### TEXT BLOCK
The kitchen is physically at the heart of The Mulberry Bush nursery and is central to its caring ethos.
As one parent says, ‘The love and acceptance my son is shown within this setting is second to none. And the food, well, it’s exceptional. Everything is brought in fresh from local butchers, greengrocers and from The Mulberry Bush’s own garden, which the children have helped to plant. The chef, Carol, prepares everything daily from scratch and her menus are extremely varied and nutritious.’
‘My son raves about the food he is served and often asks me to recreate dinners the chef has prepared. He is trying things he never before would have thought of trying’—Parent
With the kitchen’s direct access to both the toddler and pre-school rooms, children enjoy watching Carol prepare their meals through the hatch. She is clearly key to the nursery’s success in encouraging all children to eat well, working closely with individual families to ensure that children’s dietary requirements are met.

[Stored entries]
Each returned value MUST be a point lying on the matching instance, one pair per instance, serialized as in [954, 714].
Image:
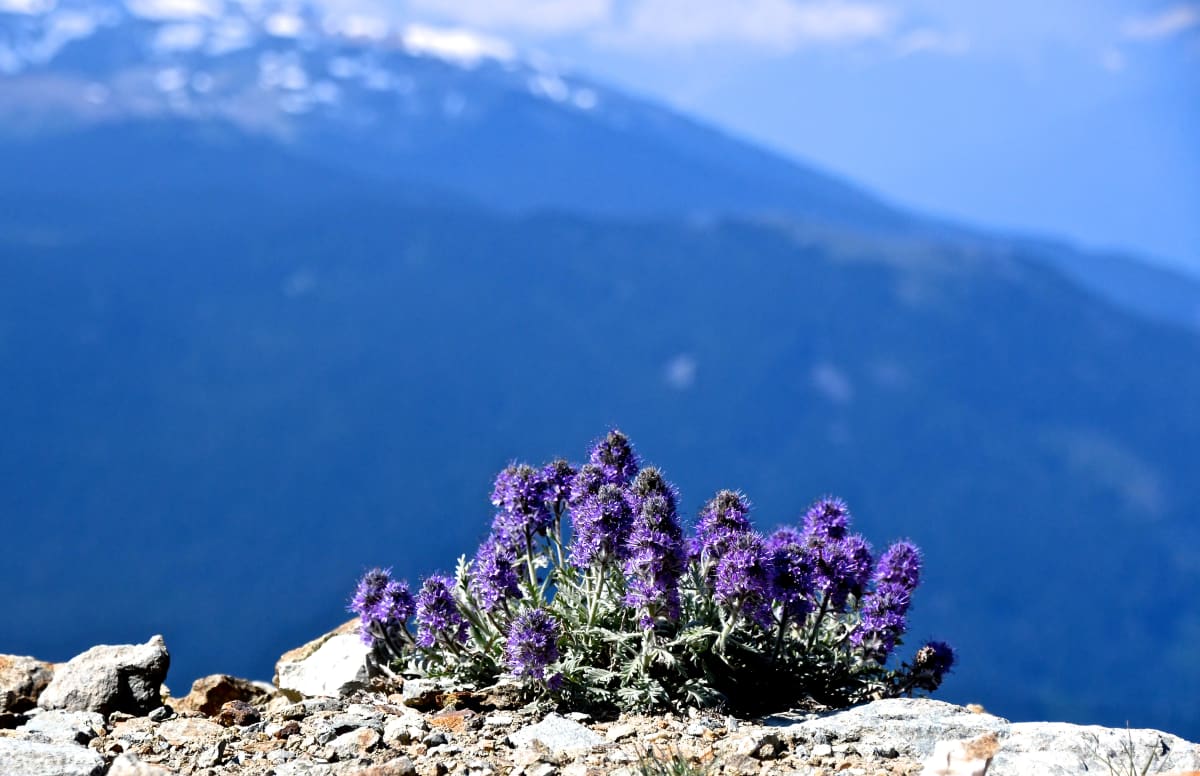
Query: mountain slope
[448, 109]
[226, 425]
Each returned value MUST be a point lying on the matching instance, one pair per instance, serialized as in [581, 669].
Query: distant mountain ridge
[258, 334]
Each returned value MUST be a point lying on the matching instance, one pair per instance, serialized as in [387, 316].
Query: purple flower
[743, 578]
[883, 621]
[900, 565]
[616, 457]
[587, 482]
[793, 563]
[930, 665]
[723, 521]
[520, 497]
[828, 518]
[532, 643]
[382, 605]
[657, 559]
[601, 525]
[841, 567]
[437, 614]
[557, 477]
[649, 481]
[495, 579]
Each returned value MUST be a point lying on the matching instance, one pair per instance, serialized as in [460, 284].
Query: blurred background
[283, 286]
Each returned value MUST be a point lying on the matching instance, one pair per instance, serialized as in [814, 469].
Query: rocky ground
[106, 711]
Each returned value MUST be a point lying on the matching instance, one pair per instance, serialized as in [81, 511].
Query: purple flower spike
[900, 565]
[615, 455]
[930, 665]
[520, 497]
[601, 527]
[495, 579]
[383, 605]
[557, 477]
[532, 643]
[437, 614]
[883, 621]
[793, 571]
[587, 482]
[843, 567]
[721, 522]
[657, 560]
[743, 579]
[828, 519]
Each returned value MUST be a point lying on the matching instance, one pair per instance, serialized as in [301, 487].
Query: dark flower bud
[532, 643]
[520, 495]
[931, 663]
[615, 455]
[438, 619]
[828, 519]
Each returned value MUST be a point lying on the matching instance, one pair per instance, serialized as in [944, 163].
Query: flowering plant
[588, 590]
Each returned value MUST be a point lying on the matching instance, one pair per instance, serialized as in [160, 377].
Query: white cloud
[463, 47]
[174, 8]
[1163, 24]
[929, 41]
[783, 24]
[1113, 59]
[832, 383]
[27, 6]
[538, 16]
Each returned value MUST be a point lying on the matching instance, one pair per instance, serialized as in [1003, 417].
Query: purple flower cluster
[382, 605]
[495, 577]
[744, 578]
[616, 457]
[930, 665]
[521, 499]
[601, 523]
[657, 559]
[792, 563]
[532, 643]
[841, 561]
[721, 522]
[438, 620]
[886, 607]
[557, 475]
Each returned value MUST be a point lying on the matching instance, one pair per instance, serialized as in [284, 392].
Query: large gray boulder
[39, 758]
[917, 727]
[22, 680]
[105, 679]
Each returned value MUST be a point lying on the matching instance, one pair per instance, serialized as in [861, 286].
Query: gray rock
[66, 727]
[22, 680]
[336, 668]
[130, 765]
[557, 734]
[915, 727]
[106, 679]
[37, 758]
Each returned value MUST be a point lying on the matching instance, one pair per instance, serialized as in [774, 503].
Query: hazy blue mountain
[457, 112]
[243, 361]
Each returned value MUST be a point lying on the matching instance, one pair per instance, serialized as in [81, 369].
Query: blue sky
[1066, 118]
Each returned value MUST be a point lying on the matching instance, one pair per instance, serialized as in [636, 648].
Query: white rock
[105, 679]
[35, 758]
[557, 734]
[336, 668]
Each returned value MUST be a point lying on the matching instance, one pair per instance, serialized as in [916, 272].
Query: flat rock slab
[105, 679]
[916, 727]
[66, 727]
[37, 758]
[337, 667]
[22, 680]
[557, 734]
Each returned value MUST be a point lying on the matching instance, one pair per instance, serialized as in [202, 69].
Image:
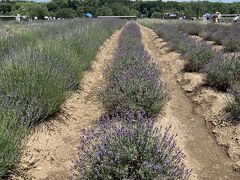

### WORK TO DO
- A) Which sources does the nursery kitchen text say the food is brought in from? List each one.
- B) Write out the nursery kitchen text starting at the words "As one parent" and stopping after "requirements are met.".

### RESPONSES TO THE TASKS
- A)
- local butchers
- greengrocers
- The Mulberry Bush’s own garden

- B)
As one parent says, ‘The love and acceptance my son is shown within this setting is second to none. And the food, well, it’s exceptional. Everything is brought in fresh from local butchers, greengrocers and from The Mulberry Bush’s own garden, which the children have helped to plant. The chef, Carol, prepares everything daily from scratch and her menus are extremely varied and nutritious.’
‘My son raves about the food he is served and often asks me to recreate dinners the chef has prepared. He is trying things he never before would have thought of trying’—Parent
With the kitchen’s direct access to both the toddler and pre-school rooms, children enjoy watching Carol prepare their meals through the hatch. She is clearly key to the nursery’s success in encouraging all children to eat well, working closely with individual families to ensure that children’s dietary requirements are met.